*Exercise directions*
Reproduce each line of the data below verbatim, omitting the pictures from your output.

[Lines of data]
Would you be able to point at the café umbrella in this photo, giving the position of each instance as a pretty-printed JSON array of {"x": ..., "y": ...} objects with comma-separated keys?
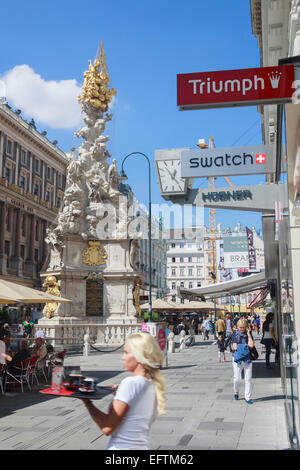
[
  {"x": 19, "y": 293},
  {"x": 158, "y": 304}
]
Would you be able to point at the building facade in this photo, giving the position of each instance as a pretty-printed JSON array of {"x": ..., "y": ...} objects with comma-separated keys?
[
  {"x": 32, "y": 181},
  {"x": 185, "y": 263},
  {"x": 189, "y": 263},
  {"x": 276, "y": 24},
  {"x": 158, "y": 257}
]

*Task response*
Would you be able to point at the café umbrella in this photo, giving the position of each instance as a pretty-printed JSON array of {"x": ..., "y": ...} objects with comma-separated keys?
[
  {"x": 19, "y": 293},
  {"x": 158, "y": 304}
]
Would you be able to point at the building facade in this photo, giving the position of each instance as a pretty-printed JSON array of {"x": ..., "y": ...} objects with comma-separated keys?
[
  {"x": 32, "y": 181},
  {"x": 185, "y": 263},
  {"x": 189, "y": 263},
  {"x": 276, "y": 24},
  {"x": 158, "y": 257}
]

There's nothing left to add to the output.